**TASK DETAILS**:
Please retype the data below line for line, changing nothing.

───── RECORDS FOR PROCESSING

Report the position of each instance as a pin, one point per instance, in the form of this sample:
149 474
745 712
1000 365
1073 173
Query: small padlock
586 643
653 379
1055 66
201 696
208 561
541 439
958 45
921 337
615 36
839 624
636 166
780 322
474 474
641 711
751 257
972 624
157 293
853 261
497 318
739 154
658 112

──────────

**EXERCISE RESPONSE**:
Report the position of each instance as a pin, one point per instance, in the form of this sample:
149 474
745 712
1000 365
1073 173
Query: small padlock
586 643
653 379
1055 66
201 696
208 561
541 439
958 45
921 337
615 36
839 624
636 166
780 322
474 474
641 711
751 257
972 624
157 293
853 261
497 318
739 154
658 112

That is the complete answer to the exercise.